AIM OF THE TASK.
Starting at the line that contains "Annotate the stair" and ending at the last line of the records, write those lines out again with the requests included. Multiply every coordinate in the answers by 2.45 and round each result to a whole number, with halves rounded up.

GIVEN ENTRIES.
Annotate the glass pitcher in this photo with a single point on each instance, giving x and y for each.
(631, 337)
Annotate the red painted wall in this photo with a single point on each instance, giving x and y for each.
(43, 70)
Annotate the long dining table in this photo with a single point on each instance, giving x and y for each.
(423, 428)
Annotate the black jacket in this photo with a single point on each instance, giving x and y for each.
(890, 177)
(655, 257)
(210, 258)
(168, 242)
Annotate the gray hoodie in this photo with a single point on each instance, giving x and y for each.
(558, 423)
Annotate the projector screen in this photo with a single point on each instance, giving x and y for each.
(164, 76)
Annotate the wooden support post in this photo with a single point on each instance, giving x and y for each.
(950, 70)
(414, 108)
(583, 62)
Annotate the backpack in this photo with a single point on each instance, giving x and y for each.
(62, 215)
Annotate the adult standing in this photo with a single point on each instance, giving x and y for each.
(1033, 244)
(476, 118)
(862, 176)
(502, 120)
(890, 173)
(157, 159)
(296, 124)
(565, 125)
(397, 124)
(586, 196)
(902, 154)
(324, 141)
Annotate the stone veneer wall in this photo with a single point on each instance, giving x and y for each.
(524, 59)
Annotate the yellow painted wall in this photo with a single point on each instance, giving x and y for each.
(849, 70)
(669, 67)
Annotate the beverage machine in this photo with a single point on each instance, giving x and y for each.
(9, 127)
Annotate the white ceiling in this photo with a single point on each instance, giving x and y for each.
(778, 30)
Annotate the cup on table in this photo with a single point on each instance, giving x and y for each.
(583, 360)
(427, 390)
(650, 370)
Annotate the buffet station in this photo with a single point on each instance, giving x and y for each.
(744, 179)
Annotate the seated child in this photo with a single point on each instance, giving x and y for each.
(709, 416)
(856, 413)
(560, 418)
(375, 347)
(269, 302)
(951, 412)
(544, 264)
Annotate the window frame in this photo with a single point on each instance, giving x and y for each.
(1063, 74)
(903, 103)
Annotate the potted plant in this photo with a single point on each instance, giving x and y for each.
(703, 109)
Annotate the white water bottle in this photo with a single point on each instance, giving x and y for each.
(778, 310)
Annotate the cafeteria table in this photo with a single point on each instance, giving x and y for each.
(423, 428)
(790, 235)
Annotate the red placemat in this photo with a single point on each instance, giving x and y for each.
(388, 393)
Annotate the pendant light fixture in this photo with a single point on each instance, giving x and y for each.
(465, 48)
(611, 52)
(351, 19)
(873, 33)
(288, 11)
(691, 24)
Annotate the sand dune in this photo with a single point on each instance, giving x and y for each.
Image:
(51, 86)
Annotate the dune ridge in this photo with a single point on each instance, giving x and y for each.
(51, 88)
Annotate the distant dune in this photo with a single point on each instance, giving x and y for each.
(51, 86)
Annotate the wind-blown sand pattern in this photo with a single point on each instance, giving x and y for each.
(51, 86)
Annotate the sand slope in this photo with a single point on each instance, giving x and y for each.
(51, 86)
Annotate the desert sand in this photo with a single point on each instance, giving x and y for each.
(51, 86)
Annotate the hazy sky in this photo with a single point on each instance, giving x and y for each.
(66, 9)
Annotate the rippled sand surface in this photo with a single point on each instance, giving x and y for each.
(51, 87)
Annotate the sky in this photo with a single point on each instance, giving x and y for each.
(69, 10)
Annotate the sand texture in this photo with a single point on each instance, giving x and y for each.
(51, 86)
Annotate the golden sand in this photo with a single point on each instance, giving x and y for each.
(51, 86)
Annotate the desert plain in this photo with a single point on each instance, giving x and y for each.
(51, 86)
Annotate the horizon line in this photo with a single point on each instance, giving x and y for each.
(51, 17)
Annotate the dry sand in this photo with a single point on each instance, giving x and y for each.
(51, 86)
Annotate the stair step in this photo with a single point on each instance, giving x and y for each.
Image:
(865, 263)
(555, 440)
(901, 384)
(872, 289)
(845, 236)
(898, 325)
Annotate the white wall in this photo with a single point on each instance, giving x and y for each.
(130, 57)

CORRECT ANSWER.
Annotate the stair step in this photo with a single point on each instance, giving x and y for each.
Image:
(2119, 644)
(1360, 1078)
(2207, 941)
(2136, 708)
(2070, 578)
(2200, 796)
Annotate the white wall in this photo with a single point on each instance, giving x and y for each.
(319, 140)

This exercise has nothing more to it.